* Brief
List every line in the records below that contains the string "white", copying each such line in full.

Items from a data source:
• • • •
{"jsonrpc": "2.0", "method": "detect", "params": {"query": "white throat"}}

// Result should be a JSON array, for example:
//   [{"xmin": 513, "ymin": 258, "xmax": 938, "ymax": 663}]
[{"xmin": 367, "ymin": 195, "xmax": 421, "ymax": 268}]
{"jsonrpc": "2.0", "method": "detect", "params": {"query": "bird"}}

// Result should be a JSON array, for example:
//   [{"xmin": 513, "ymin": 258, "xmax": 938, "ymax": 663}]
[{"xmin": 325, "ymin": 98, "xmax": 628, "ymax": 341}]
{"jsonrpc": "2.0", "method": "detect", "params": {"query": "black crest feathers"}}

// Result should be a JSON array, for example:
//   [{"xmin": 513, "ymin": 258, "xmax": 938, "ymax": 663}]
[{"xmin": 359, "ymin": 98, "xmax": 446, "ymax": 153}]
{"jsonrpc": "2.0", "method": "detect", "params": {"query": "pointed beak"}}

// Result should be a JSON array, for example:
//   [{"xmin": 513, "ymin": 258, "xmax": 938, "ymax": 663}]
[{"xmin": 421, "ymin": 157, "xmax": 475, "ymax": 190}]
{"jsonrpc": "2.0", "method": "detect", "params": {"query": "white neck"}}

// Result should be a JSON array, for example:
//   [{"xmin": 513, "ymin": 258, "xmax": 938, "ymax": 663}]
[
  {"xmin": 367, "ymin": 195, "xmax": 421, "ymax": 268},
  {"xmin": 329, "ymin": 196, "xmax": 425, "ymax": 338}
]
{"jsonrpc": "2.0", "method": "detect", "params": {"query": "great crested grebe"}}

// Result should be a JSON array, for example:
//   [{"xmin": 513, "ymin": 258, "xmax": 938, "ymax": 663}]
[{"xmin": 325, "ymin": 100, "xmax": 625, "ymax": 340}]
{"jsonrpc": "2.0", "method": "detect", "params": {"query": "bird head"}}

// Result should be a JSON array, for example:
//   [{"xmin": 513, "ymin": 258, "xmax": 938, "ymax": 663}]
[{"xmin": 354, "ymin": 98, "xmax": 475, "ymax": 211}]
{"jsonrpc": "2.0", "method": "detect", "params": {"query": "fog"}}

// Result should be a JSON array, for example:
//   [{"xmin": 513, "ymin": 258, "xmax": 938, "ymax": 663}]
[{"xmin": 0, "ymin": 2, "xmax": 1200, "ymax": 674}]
• • • •
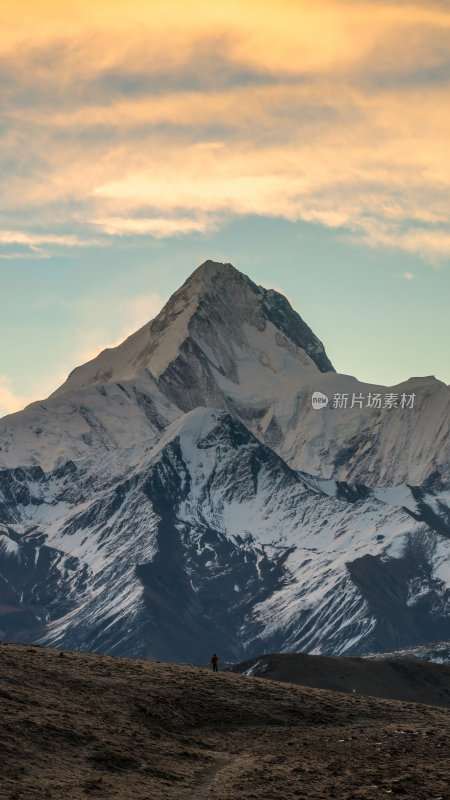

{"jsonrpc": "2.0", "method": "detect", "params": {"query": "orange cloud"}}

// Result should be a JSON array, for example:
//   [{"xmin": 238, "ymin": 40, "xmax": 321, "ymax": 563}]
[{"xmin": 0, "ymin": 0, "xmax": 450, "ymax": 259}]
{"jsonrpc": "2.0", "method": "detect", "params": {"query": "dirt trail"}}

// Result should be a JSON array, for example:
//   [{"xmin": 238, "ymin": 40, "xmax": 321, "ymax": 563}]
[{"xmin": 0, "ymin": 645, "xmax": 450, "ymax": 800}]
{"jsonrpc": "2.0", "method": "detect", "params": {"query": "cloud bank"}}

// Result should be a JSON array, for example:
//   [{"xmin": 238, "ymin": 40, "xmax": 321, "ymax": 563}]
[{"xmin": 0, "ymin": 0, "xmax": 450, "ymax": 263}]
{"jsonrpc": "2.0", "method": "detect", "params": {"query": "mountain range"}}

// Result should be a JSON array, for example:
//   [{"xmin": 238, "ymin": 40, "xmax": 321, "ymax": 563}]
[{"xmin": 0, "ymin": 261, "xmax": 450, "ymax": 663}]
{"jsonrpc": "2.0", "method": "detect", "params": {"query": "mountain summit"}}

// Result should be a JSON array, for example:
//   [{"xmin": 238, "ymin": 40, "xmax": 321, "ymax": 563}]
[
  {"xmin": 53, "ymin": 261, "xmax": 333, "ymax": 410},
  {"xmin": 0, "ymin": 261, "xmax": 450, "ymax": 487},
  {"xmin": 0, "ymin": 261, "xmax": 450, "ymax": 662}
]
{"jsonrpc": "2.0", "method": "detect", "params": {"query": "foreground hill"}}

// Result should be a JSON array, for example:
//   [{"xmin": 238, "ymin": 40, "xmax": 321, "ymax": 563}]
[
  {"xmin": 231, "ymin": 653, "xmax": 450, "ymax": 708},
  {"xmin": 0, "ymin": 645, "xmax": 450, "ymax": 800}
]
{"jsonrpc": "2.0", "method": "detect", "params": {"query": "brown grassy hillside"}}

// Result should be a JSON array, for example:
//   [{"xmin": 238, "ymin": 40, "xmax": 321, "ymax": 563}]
• • • •
* Result
{"jsonrpc": "2.0", "method": "detect", "params": {"query": "white throat"}}
{"jsonrpc": "2.0", "method": "detect", "params": {"query": "white neck"}}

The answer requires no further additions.